### EXTRACTED ENTRIES ###

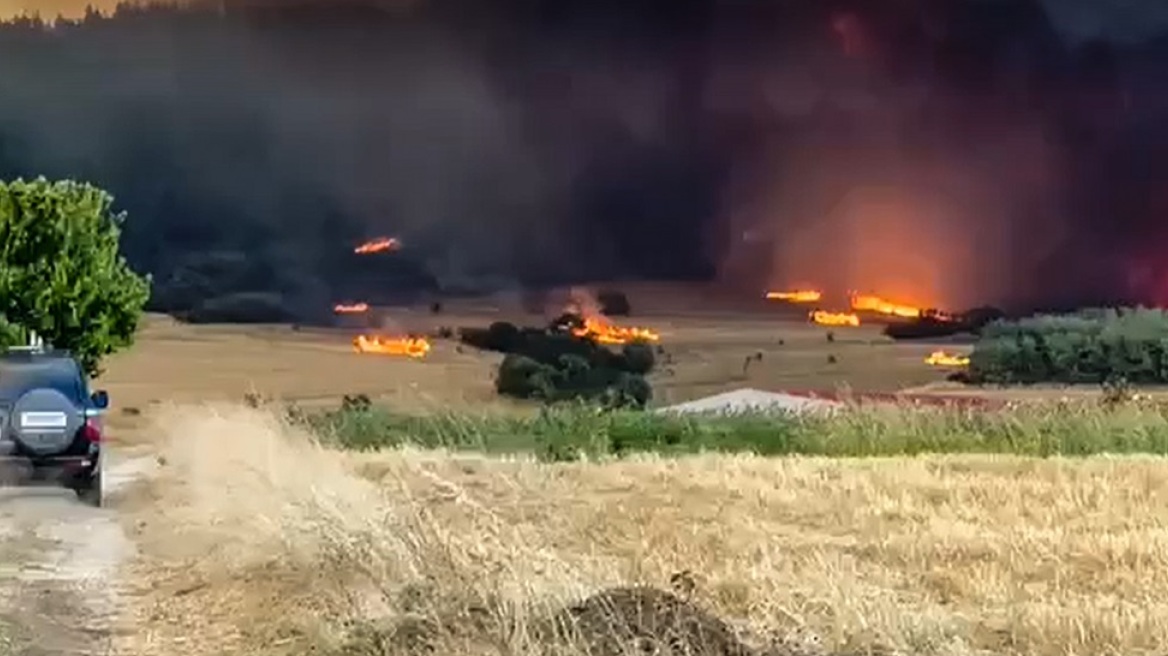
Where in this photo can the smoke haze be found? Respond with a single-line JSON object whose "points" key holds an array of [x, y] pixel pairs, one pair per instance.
{"points": [[948, 153]]}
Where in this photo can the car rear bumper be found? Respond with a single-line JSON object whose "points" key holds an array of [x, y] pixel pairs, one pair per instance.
{"points": [[60, 469]]}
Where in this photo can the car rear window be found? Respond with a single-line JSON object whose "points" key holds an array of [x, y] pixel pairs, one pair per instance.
{"points": [[19, 377]]}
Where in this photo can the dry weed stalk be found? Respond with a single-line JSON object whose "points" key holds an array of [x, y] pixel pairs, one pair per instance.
{"points": [[472, 555]]}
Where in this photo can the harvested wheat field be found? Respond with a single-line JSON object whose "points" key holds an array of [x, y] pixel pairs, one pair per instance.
{"points": [[271, 544]]}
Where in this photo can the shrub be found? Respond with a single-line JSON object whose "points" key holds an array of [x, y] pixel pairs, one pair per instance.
{"points": [[630, 391], [62, 273], [1090, 347], [522, 377], [613, 302]]}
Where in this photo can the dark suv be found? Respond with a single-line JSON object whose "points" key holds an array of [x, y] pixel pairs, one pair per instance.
{"points": [[50, 425]]}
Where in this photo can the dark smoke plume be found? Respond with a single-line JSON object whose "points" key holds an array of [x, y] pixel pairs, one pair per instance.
{"points": [[946, 152]]}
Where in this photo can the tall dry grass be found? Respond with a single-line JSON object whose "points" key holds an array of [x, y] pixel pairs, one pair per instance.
{"points": [[257, 541]]}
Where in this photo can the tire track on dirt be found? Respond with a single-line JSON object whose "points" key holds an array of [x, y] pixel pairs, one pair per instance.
{"points": [[60, 560]]}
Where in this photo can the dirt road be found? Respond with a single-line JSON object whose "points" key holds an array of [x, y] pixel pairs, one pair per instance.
{"points": [[58, 566]]}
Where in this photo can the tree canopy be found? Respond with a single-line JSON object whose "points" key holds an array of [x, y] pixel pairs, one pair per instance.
{"points": [[61, 270]]}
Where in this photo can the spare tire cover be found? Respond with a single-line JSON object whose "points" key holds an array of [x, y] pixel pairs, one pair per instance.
{"points": [[44, 421]]}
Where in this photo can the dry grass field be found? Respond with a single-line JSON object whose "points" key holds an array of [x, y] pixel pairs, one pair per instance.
{"points": [[256, 541], [265, 538], [187, 363]]}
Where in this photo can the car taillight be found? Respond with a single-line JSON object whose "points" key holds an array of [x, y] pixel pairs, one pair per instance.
{"points": [[91, 432]]}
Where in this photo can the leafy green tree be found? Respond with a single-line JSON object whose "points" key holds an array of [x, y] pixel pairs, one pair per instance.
{"points": [[61, 271]]}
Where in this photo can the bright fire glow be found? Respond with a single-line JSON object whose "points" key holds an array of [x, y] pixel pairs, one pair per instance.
{"points": [[377, 245], [943, 358], [409, 347], [795, 297], [866, 302], [610, 334], [834, 318], [354, 308]]}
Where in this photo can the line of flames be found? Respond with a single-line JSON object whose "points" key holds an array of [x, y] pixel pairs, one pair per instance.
{"points": [[857, 304], [944, 358], [377, 245], [610, 334], [409, 347]]}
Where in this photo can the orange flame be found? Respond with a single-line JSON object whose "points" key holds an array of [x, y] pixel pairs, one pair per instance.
{"points": [[864, 302], [609, 334], [377, 245], [834, 318], [795, 297], [355, 308], [410, 347], [943, 358]]}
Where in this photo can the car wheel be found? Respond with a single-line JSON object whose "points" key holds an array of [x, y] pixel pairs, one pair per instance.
{"points": [[90, 492]]}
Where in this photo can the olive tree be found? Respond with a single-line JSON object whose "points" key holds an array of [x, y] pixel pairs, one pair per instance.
{"points": [[61, 271]]}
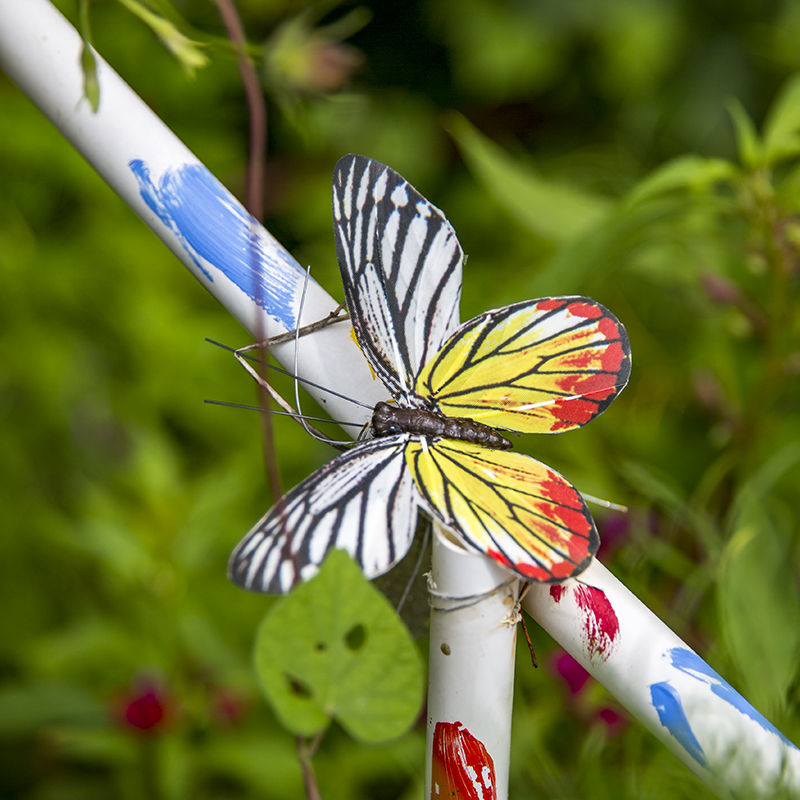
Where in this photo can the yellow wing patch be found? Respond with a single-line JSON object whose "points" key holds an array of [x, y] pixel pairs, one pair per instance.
{"points": [[518, 511], [537, 367]]}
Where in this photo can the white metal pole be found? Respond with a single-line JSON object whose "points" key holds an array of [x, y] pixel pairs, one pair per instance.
{"points": [[209, 231], [667, 686], [661, 681], [230, 253]]}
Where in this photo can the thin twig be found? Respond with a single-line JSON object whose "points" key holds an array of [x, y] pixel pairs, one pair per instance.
{"points": [[254, 201]]}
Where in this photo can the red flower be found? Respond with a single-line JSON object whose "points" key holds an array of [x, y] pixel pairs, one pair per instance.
{"points": [[145, 709]]}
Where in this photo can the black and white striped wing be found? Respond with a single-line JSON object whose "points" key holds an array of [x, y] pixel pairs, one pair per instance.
{"points": [[364, 502], [401, 268]]}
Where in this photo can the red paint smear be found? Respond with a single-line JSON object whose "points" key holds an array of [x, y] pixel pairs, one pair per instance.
{"points": [[462, 769], [600, 624], [557, 592]]}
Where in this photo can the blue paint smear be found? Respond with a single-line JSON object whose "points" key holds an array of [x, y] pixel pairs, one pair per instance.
{"points": [[691, 664], [214, 229], [667, 703]]}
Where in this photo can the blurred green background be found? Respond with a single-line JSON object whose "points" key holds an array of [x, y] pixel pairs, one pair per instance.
{"points": [[577, 147]]}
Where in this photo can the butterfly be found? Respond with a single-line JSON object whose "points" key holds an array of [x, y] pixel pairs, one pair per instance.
{"points": [[540, 366]]}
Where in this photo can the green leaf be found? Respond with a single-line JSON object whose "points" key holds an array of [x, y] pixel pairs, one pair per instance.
{"points": [[758, 599], [685, 172], [26, 709], [555, 211], [759, 612], [747, 141], [334, 648], [188, 52], [782, 126]]}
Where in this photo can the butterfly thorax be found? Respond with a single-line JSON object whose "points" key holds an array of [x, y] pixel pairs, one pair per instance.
{"points": [[389, 420]]}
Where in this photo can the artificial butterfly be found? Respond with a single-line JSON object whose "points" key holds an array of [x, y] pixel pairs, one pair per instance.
{"points": [[540, 366]]}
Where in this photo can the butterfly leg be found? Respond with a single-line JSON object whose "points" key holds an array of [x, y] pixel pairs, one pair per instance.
{"points": [[339, 314]]}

###

--- EXERCISE AIM ---
Print the entries above exactly, leaving pictures out.

--- OUTPUT OF THE TASK ---
Where in this photo can the smoke haze be found? Respond with a single-line JSON object whose "points" key holds an array of [x, y] pixel pairs, one pair per instance.
{"points": [[948, 153]]}
Where in this photo can the car rear bumper be found? Respond with a single-line JSON object whose "points" key holds an array of [x, y] pixel pairs, one pair per instance.
{"points": [[60, 469]]}
Where in this photo can the car rear window be found? Respond with a single-line JSON object whose "points" key holds an array of [x, y] pixel pairs, one pair per instance.
{"points": [[19, 377]]}
Where in this photo can the dry weed stalk be found? Respond with a single-line JSON object whose "points" key holds an array of [x, y] pixel pairs, one pair per instance.
{"points": [[472, 555]]}
Where in this photo can the harvested wheat field be found? Respond with a single-line JSON object whose "points" key holds an array of [x, y] pixel pairs, one pair per instance.
{"points": [[271, 544]]}
Where in this photo can the shrub be found? Respond with a single-line JSON object whose "points" key holds an array of [x, y] pixel pairs, one pair per instance.
{"points": [[630, 391], [62, 273], [1090, 347], [522, 377], [613, 302]]}
Where in this photo can the dark suv be found? Respond with a single-line JSON object whose "points" key holds an array of [x, y] pixel pairs, one pair per instance.
{"points": [[50, 425]]}
Where in this photo can the dark smoke plume be found? Respond with a single-line JSON object whose "points" key holds an array of [x, y] pixel pairs, one pair per instance.
{"points": [[946, 152]]}
Where in this photo can the tall dry grass be found? Respond with a single-line JSON object whose "points" key holds an array of [x, y] pixel pairs, one pair per instance.
{"points": [[257, 541]]}
Where in this photo can the tire track on dirt be found? Respond with a single-line JSON object whose "points" key holds an array of [x, y] pixel pairs, one pair per instance.
{"points": [[60, 560]]}
Where in this photo can the dirt road be found? Respond with a single-line JSON object whose "points" key holds an array of [x, y] pixel pairs, one pair per instance.
{"points": [[58, 566]]}
Where in this photo can the tree canopy be found? Respond with a single-line JSON object whose "points" key holds an array of [x, y] pixel pairs, one pair per instance.
{"points": [[61, 270]]}
Where in this photo can the spare tire cover be found? Respond with a single-line JSON object whose "points" key holds an array of [x, y] pixel pairs, one pair per instance.
{"points": [[44, 421]]}
Where in this photo can the dry grass field be found? Respond with a single-line JSON object whose "points" key holds an array of [x, y] pixel pairs, one pair per instance.
{"points": [[256, 541], [265, 538], [187, 363]]}
Where in this photo can the car taillight be found? Respond with a single-line JSON object whose "points" key holds an array of [x, y] pixel pairs, one pair per instance.
{"points": [[91, 432]]}
Where in this photo can the leafy green tree be found? Respond with a single-line JSON object whose "points" key holds an array of [x, y] pixel pairs, one pair per instance.
{"points": [[61, 271]]}
Where in this photo can the bright fire glow be found? Respond with a single-line JSON object whose "points" key holds an array of [x, y] pixel pairs, one pair per instance.
{"points": [[377, 245], [943, 358], [409, 347], [795, 297], [866, 302], [610, 334], [834, 318], [354, 308]]}
Where in this photo can the line of flames be found? Respond with a single-line JSON object whose "points" key holds an array of [x, y] pixel pairs, one pair per instance.
{"points": [[857, 304], [944, 358], [377, 245], [610, 334], [409, 347]]}
Where in this photo can the orange flame be found? Respond with a single-line JSON object whose "points" key holds an array of [x, y] pixel pairs, one pair per instance.
{"points": [[864, 302], [609, 334], [377, 245], [834, 318], [795, 297], [355, 308], [410, 347], [943, 358]]}
Where in this photo can the car wheel be found? Respond with a single-line JSON object whose "points" key holds an array of [x, y] pixel pairs, one pair per instance.
{"points": [[90, 492]]}
Where in this photo can the olive tree be found? Respond with a single-line JSON object whose "points" key holds an array of [x, y] pixel pairs, one pair per instance.
{"points": [[61, 271]]}
Where in this photo can the yellow wing patch be found? Respond with a single-line JSON object whose "points" key holds an array of [x, y] pixel pairs, one pair per instance.
{"points": [[518, 511], [537, 367]]}
Where in this photo can the white metal pole be found? Respond with a single-line JSON object whose "points" key holds an array of [x, y] pixel pairs, one pair per instance.
{"points": [[209, 231], [667, 686], [661, 681], [230, 253]]}
Where in this photo can the thin twig be found? Respond with a single-line JSON object whose "points" key holds an array of [x, y] pixel pairs, one pair per instance.
{"points": [[254, 201]]}
Where in this photo can the red flower be found? Respond with a single-line JSON object whose "points" key holds an array of [x, y] pixel pairs, one pair per instance.
{"points": [[145, 709]]}
Where in this photo can the black and white striped wing be found? Respond with a single-line JSON object whose "points" key holds an array of [x, y] pixel pairs, one pair per instance.
{"points": [[364, 502], [401, 268]]}
Where in this photo can the red paint smear be found? Respond with a single-line JSON object whose "points" key holds an array of [x, y] pixel pairs, one pair per instance.
{"points": [[462, 769], [600, 624], [557, 592]]}
Where in this photo can the blue paint smear be found? Respond with a single-line JSON object whose "points" key holds an array of [x, y] pixel pairs, one pair per instance.
{"points": [[691, 664], [214, 229], [667, 703]]}
Where in this photo can the blurred green background be found? Respond with a single-line JSON object whose "points" key holds an array of [x, y] pixel pairs, one pair per instance.
{"points": [[577, 147]]}
Where in this photo can the butterfly be found? Respond with a single-line JSON object whose "points" key holds an array of [x, y] pixel pairs, one pair per instance.
{"points": [[540, 366]]}
Where in this photo can the green leaf be found? Respond with a single-line JSON object whose "points" key holds an array of [x, y] pixel pairs, one pair per instance.
{"points": [[758, 599], [685, 172], [26, 709], [555, 211], [759, 612], [747, 141], [334, 648], [188, 52], [782, 126]]}
Where in this photo can the butterfly thorax be found? Respond with a single-line JSON object whose "points" key holds an array of [x, y] pixel pairs, one pair per instance.
{"points": [[389, 420]]}
Where in this photo can the artificial butterfly be found? Respond with a single-line JSON object whose "points" key holds an array of [x, y] pixel pairs, one pair per instance.
{"points": [[540, 366]]}
Where in this photo can the butterfly leg be found? Respond with a single-line JSON object whose "points" key holds an array of [x, y] pixel pairs, one pair per instance.
{"points": [[339, 314]]}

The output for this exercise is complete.